Exercise aim:
Scan each line of the entries below for the word "bare" and count the ones where it appears. The answer is that number alone.

----- Study material -----

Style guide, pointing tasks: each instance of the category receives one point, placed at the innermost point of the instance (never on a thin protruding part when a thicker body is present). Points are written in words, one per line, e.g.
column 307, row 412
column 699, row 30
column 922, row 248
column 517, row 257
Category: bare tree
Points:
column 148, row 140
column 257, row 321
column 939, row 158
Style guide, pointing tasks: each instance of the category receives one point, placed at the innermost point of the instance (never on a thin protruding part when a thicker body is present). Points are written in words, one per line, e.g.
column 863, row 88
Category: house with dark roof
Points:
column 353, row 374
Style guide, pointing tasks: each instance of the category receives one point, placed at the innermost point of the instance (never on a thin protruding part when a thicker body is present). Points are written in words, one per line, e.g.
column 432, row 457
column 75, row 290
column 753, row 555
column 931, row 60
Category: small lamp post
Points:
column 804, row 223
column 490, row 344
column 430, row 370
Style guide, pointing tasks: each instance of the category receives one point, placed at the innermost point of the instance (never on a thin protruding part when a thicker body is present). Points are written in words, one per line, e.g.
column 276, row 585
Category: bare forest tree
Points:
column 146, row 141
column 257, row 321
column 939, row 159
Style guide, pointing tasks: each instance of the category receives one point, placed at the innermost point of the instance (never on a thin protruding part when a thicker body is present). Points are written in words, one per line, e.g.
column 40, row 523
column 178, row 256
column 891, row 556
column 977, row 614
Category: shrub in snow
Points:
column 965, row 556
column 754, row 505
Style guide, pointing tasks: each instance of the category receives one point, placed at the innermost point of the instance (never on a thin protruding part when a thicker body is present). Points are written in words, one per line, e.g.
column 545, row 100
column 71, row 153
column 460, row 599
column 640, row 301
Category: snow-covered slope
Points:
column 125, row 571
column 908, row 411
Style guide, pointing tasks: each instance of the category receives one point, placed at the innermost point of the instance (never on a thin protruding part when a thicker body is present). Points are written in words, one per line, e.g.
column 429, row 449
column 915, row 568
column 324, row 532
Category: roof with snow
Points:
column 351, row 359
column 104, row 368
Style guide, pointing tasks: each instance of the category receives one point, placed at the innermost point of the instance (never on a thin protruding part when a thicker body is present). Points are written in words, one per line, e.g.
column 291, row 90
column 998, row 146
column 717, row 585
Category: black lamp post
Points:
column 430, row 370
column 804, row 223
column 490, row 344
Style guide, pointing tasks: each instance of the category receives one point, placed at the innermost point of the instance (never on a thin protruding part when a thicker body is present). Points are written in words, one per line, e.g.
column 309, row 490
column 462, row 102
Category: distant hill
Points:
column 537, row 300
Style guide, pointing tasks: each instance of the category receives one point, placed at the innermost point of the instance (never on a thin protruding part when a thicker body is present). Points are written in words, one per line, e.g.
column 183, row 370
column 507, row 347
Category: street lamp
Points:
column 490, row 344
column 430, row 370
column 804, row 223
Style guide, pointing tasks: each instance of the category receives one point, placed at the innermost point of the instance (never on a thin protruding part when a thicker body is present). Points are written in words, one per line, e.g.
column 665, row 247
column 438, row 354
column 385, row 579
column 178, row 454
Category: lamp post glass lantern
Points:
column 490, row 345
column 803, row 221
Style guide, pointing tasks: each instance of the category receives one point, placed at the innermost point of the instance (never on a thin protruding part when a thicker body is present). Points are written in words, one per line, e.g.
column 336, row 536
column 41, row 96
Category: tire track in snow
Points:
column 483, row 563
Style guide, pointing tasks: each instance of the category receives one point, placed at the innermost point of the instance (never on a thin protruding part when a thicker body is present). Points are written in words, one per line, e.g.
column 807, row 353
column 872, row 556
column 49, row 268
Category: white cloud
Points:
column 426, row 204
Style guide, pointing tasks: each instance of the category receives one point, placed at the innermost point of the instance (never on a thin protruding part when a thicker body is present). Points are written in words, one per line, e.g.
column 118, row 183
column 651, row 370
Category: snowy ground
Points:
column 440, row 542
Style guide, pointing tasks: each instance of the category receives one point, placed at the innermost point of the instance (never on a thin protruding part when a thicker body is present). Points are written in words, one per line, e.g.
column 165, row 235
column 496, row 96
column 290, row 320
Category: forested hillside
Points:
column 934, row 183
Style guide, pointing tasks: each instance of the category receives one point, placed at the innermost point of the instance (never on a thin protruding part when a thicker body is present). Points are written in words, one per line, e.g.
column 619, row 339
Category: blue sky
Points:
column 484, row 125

-----

Answer for this exercise:
2